- Opening Delimiter -
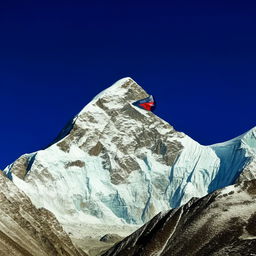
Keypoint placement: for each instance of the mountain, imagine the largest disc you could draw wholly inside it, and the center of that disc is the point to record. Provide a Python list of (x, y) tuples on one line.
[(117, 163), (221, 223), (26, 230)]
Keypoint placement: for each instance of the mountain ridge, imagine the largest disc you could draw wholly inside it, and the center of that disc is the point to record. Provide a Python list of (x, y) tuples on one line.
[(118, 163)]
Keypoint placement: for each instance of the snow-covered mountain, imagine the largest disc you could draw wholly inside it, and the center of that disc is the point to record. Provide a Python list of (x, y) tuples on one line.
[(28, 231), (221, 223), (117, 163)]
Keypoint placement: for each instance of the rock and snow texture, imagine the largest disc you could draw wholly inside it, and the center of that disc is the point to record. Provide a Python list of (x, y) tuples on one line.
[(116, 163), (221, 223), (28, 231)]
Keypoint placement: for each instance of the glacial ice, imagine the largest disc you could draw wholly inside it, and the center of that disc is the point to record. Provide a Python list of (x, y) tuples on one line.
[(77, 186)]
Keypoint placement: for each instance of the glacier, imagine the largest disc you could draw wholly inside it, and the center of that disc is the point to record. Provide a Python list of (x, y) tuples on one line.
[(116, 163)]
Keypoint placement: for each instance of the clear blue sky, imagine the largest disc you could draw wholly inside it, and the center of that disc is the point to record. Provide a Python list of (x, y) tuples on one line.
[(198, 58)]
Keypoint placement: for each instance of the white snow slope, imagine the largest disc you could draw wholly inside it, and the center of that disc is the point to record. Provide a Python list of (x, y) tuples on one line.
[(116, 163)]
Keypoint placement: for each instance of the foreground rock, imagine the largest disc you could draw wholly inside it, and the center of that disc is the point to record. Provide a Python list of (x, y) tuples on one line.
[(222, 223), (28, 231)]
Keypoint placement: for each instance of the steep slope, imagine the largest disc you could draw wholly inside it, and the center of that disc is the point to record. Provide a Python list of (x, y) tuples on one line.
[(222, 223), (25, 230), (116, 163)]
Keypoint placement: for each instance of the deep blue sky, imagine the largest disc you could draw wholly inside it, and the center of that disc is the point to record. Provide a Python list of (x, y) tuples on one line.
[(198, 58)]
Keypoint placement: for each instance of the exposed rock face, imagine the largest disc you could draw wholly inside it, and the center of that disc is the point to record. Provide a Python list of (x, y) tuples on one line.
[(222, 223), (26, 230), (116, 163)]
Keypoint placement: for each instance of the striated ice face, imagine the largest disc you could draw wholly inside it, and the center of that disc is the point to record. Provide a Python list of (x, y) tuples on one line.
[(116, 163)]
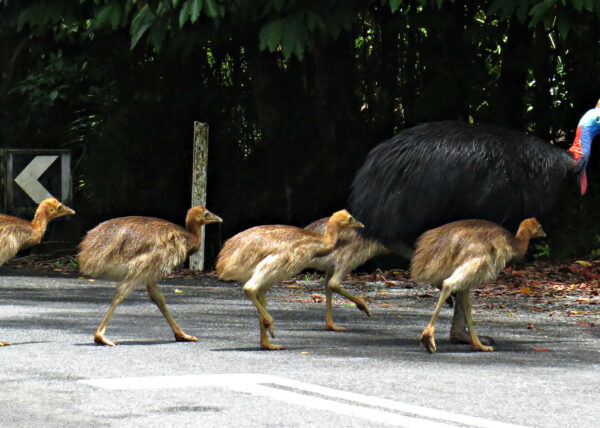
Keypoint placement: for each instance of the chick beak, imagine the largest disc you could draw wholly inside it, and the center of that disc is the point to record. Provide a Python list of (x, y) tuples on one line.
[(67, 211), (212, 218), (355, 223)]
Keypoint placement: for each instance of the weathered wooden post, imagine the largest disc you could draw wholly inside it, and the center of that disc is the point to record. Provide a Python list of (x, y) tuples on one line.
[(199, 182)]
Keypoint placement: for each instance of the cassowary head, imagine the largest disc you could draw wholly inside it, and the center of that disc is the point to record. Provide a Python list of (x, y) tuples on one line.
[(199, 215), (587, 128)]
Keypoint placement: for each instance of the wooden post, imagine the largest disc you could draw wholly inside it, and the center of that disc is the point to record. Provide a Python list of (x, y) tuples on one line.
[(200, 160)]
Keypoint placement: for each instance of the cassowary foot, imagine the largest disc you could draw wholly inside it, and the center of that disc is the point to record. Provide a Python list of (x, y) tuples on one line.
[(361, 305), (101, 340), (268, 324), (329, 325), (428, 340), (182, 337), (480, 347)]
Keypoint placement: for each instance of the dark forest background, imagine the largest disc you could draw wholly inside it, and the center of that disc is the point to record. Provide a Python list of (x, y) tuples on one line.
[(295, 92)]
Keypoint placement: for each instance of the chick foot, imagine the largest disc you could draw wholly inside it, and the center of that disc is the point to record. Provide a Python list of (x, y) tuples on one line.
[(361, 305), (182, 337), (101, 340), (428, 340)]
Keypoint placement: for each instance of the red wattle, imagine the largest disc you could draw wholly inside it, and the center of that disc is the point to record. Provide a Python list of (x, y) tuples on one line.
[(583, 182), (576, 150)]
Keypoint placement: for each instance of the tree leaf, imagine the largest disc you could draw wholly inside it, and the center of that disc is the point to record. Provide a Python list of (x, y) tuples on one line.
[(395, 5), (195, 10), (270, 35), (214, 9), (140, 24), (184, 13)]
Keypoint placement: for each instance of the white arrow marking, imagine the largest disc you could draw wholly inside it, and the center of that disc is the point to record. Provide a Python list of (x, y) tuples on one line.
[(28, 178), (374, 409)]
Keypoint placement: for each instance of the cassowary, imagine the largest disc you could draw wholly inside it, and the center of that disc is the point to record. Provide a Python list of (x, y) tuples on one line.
- Closing Delimiter -
• PROBLEM DESCRIPTION
Repeat every entry exactly. Do not include the pictures.

• OUTPUT FOR THIS EXERCISE
Keypoint placement: for each instance of the mountain, imagine the largest disc you could draw wholly inside it, and the center of that disc is the point to record. Provide a Python list of (x, y) tuples on one line.
[(117, 163), (221, 223), (26, 230)]
Keypoint placement: for each instance of the mountain ridge, imagine the largest disc you could draw wholly inside it, and the center of that disc is the point to record. Provide a Python list of (x, y) tuples on one line.
[(118, 163)]
Keypoint placement: for each instance of the snow-covered mountain, imagine the largest disc you could draw wholly inside it, and the center of that disc is the point to record. Provide a Python list of (x, y) tuples on one line.
[(28, 231), (221, 223), (117, 163)]
Keypoint placement: for each instance of the rock and snow texture, imagine the largest disc you could draw wholly inside it, and the center of that disc is the point to record. Provide a Python list of (x, y) tuples on one line.
[(116, 163), (221, 223), (28, 231)]
Keypoint placement: for each instance of the glacial ice, imagine the largest disc you could draw wholly inside it, and the center of that disc is the point to record. Provide a Python list of (x, y) tuples on one line.
[(77, 186)]
Keypoint placement: for each instance of the glacier, imagine the largest disc you could draw wholly inside it, and the center of that disc is the point to record. Provide a Python list of (x, y) tuples on one line.
[(116, 163)]
Keypoint placement: for each instance of the clear blue sky, imagine the largest disc you could draw wholly inside it, and the center of that disc is the point to record. Provide a Python list of (x, y) tuples on one line.
[(198, 58)]
Keypoint placement: for each instance of the white snow slope, imagine the largest disc you could draw wholly inside it, and the center of that disc is the point to record. Provide a Python list of (x, y) tuples on one line.
[(116, 163)]
Keypoint placement: for each instance of the foreground rock, imagine the largest disc you could draw wholly inside it, and the center of that disc is the point to record. Provide a Python list of (x, y) tuples on one line.
[(222, 223), (28, 231)]
Keypoint placement: for each instance of the steep slope, imagine the largest disc you could draw wholly inside it, and the center of that disc is the point to record. Provide a Python list of (x, y) tuples on one line.
[(222, 223), (25, 230), (116, 163)]
Keypoint placement: for each instance of the deep blue sky, imagine the largest disc you could draw wholly inside it, and the center of that disc is the point to record. Provide a Python list of (x, y) tuples on one line.
[(198, 58)]
Keypoint placement: for each instance of the exposed rock face, imagine the largest disc you could draw wholly inside it, and the center of that disc is the point to record. Provide a Python list of (x, y) tuples on one line.
[(222, 223), (26, 230), (116, 163)]
Keypoint placement: for each instance of the striated ice face, imagine the largest disc you could draw wholly inside it, and the center of that disc is the point to record. Provide a Python list of (x, y) tuples on one line.
[(116, 163)]
Keypoint placement: for each instance of the chick beak, imagine the largest disc you could draw wholly inside it, and the center of that disc is the point to record. Provide a Python list of (x, y) tuples on one line.
[(67, 211), (212, 218), (355, 223)]
Keypoint placement: for each instance of the weathered wooden post, imagine the largest disc you could draw wholly inside it, and the center of that disc is the point to record. Provide a Python list of (x, y) tuples on one line.
[(199, 182)]
Keypoint placement: for each instance of the cassowary head, imagine the largest disc you could draw wholly inside it, and the center of that disc is the point to record. Provide a Python list of (x, y) tuples on one line.
[(199, 215), (587, 128)]
Keypoint placement: for each instance of the wooden post, imagine the largest disc you could draw wholly inside it, and the center of that disc is the point to record. Provide a Python list of (x, y) tuples on one line.
[(200, 160)]
Keypoint placement: for each instance of the cassowary foot, imagine the largest disc you could draw wholly inside it, and the center of that disc is the point to record. Provide a Python list of (x, y) tuples on one line.
[(361, 305), (101, 340), (268, 324), (329, 325), (428, 340), (182, 337), (480, 347)]
Keypoint placement: for each instance of the dark forest background, imagine the largest disc you could draw wholly inside it, and the center of that disc is the point to record. Provide a Python list of (x, y) tuples on one line.
[(295, 92)]
Keypoint placement: for each instance of the chick foot, imagine the largest disc you could draw wholly inside it, and the center of that disc is the point to record. Provide a Python list of (x, y) tuples on one line.
[(361, 305), (182, 337), (101, 340), (428, 340)]
Keypoint placement: for each instance of the red wattle, imagine the largest disc you could draw wholly inside it, and the center of that disc is the point to record. Provide a Python list of (x, y) tuples on one line.
[(583, 182), (576, 150)]
Keypoint placement: for each instance of the tree leaf, imagine the largest disc you could draw wholly inside it, and the center of that disc is the point to record. Provide a Python list of (x, y) tuples on one line.
[(395, 5), (195, 10), (270, 35), (214, 9), (140, 24), (184, 13)]
Keypoint placement: for each instance of the white arrow marking, imagine the largest disc you could draw wholly inside it, and the center of that disc is the point to record. Provide a Python list of (x, y) tuples on one line.
[(28, 178), (374, 409)]
Keypoint placement: for each instance of the cassowary, imagine the largest disc you could draw wholly inside it, and the center of that disc is the point to record. Provide a Python list of (x, y) tuples on one line.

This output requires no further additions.